Stored data:
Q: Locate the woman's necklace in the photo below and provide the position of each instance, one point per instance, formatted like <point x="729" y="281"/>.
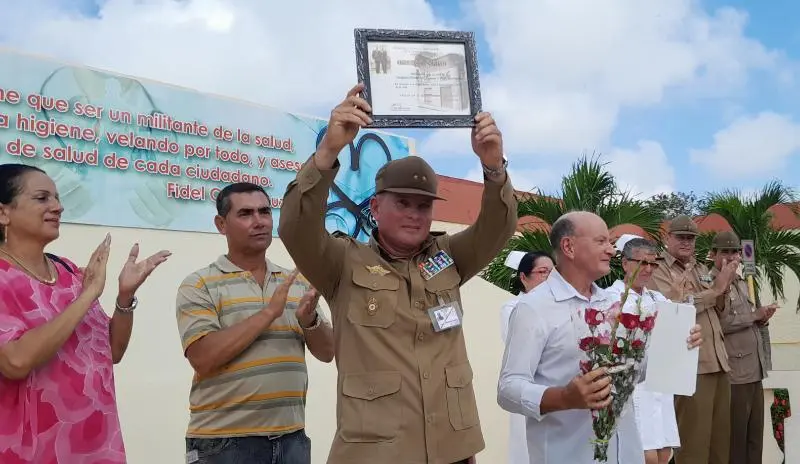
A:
<point x="50" y="270"/>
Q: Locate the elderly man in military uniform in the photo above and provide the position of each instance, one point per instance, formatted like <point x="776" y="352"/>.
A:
<point x="405" y="392"/>
<point x="703" y="419"/>
<point x="740" y="323"/>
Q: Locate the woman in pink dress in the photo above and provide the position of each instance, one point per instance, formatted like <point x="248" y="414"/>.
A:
<point x="57" y="345"/>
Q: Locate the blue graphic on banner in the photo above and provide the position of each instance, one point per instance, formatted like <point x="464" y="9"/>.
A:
<point x="134" y="153"/>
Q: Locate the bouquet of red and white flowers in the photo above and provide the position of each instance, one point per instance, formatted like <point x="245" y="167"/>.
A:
<point x="616" y="338"/>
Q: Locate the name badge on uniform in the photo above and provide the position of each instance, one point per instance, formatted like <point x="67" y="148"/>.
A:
<point x="445" y="316"/>
<point x="435" y="264"/>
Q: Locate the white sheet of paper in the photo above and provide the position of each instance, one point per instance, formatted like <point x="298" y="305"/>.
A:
<point x="671" y="367"/>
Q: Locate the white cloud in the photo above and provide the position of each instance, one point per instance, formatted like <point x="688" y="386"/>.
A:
<point x="565" y="69"/>
<point x="751" y="145"/>
<point x="295" y="55"/>
<point x="524" y="179"/>
<point x="643" y="171"/>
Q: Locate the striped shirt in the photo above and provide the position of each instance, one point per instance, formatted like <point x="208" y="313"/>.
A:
<point x="263" y="390"/>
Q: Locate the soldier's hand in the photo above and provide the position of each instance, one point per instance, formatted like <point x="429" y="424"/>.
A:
<point x="487" y="141"/>
<point x="346" y="120"/>
<point x="695" y="337"/>
<point x="766" y="312"/>
<point x="307" y="308"/>
<point x="277" y="304"/>
<point x="589" y="391"/>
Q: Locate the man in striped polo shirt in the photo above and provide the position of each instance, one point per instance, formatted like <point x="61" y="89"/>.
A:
<point x="244" y="323"/>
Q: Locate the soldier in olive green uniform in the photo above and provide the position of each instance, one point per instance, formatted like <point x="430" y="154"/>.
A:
<point x="740" y="323"/>
<point x="405" y="392"/>
<point x="703" y="419"/>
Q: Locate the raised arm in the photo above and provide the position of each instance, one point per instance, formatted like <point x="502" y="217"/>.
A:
<point x="22" y="348"/>
<point x="317" y="254"/>
<point x="474" y="247"/>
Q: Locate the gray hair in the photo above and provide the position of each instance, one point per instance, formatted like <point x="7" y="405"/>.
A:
<point x="563" y="227"/>
<point x="638" y="244"/>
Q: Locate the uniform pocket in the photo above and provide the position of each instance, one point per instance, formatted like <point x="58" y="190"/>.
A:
<point x="371" y="408"/>
<point x="461" y="405"/>
<point x="444" y="287"/>
<point x="373" y="300"/>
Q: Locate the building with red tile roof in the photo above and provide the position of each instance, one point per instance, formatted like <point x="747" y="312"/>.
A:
<point x="464" y="200"/>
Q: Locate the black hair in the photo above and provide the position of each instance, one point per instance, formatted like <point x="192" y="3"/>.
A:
<point x="224" y="196"/>
<point x="526" y="265"/>
<point x="11" y="175"/>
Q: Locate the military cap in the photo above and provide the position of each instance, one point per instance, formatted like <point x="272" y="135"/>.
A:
<point x="727" y="240"/>
<point x="411" y="175"/>
<point x="683" y="225"/>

> _THE REQUEST_
Replicate the material above verbatim; images stay out of the copy.

> _RESPONSE TO THE EXERCISE_
Q: Locate the woman's necklace in the photo below and provide the position of each instance, one point per instance, formatted like <point x="729" y="281"/>.
A:
<point x="50" y="270"/>
Q: Locate the elderly man in military uniform in the photo above and provide the position of each instance, one point per instance, formatted like <point x="776" y="352"/>.
A:
<point x="405" y="392"/>
<point x="703" y="419"/>
<point x="740" y="323"/>
Q: Locate the woman in pink dress in the photo above and provide the position of each instance, one point per instance, formatted like <point x="248" y="414"/>.
A:
<point x="57" y="345"/>
Q: Locate the blue graphic on banner in the photo above and provide the position of each instance, one point per instance, formatted like <point x="464" y="9"/>.
A:
<point x="134" y="153"/>
Q: Locate the bouquet of red and white flowers in the photo above and provide the position of each instance, one point per instance, formatted like <point x="245" y="167"/>.
A:
<point x="616" y="338"/>
Q: Locate the name badge on uniform in the photo above and provide the position of each instance, one point per instance, formatted like <point x="67" y="148"/>.
A:
<point x="445" y="316"/>
<point x="435" y="264"/>
Q: Locate the white sheet of paper in the photo above and provide the position of each instance, one point per instance, formatted like <point x="298" y="305"/>.
A:
<point x="671" y="367"/>
Q: Locate the white cloud in the photo above and provide the position of each instance, one point per instance, formatted like <point x="688" y="386"/>.
A:
<point x="565" y="69"/>
<point x="751" y="145"/>
<point x="295" y="55"/>
<point x="524" y="179"/>
<point x="643" y="171"/>
Q: Locate the striped shirt in the photo above and provide the position of each instance, one point per instance, formatted like <point x="208" y="313"/>.
A:
<point x="263" y="390"/>
Q: Locate the soldier's hand in the photo above and provide the position of each instance, one point per instance, formatted like <point x="429" y="424"/>.
A:
<point x="487" y="141"/>
<point x="346" y="120"/>
<point x="695" y="337"/>
<point x="766" y="312"/>
<point x="307" y="308"/>
<point x="277" y="304"/>
<point x="589" y="391"/>
Q: Locate the man in striped polo shirt in the photo above and provide the position of each instance, one point per instance, formatted like <point x="61" y="89"/>.
A:
<point x="244" y="323"/>
Q: Locate the soldier in olive green uniform in the photo above and provide the position of each instance, one point per instance, formatted like <point x="430" y="154"/>.
A:
<point x="740" y="323"/>
<point x="405" y="392"/>
<point x="703" y="419"/>
Q: Locate the raised arm in the photo above and provide the position of each instance, one point per instance, formatted like <point x="502" y="217"/>.
A:
<point x="22" y="348"/>
<point x="317" y="254"/>
<point x="474" y="247"/>
Q: Locate the gray hair in the photo above and provide the position of each instance, one point per instance, formatted like <point x="7" y="405"/>.
A:
<point x="563" y="227"/>
<point x="638" y="244"/>
Q: Locate the uniform pocket in the photo above and provide the position of each instance, one point per instance, formatted like <point x="58" y="190"/>.
A:
<point x="371" y="408"/>
<point x="461" y="405"/>
<point x="444" y="287"/>
<point x="373" y="300"/>
Q: Locate the building with red tile roof in the photo above and provide the position of each instance, one point per instance, formatted like <point x="747" y="312"/>.
A:
<point x="464" y="200"/>
Q: Locate the black hair in the photo above and provide the position of each instance, one point per instance, formatted like <point x="192" y="3"/>.
A:
<point x="224" y="196"/>
<point x="526" y="265"/>
<point x="11" y="175"/>
Q: Locate the military cap in the photo above and provide the position of each instance, one point per instance, formatted like <point x="272" y="135"/>.
A:
<point x="727" y="240"/>
<point x="411" y="175"/>
<point x="683" y="225"/>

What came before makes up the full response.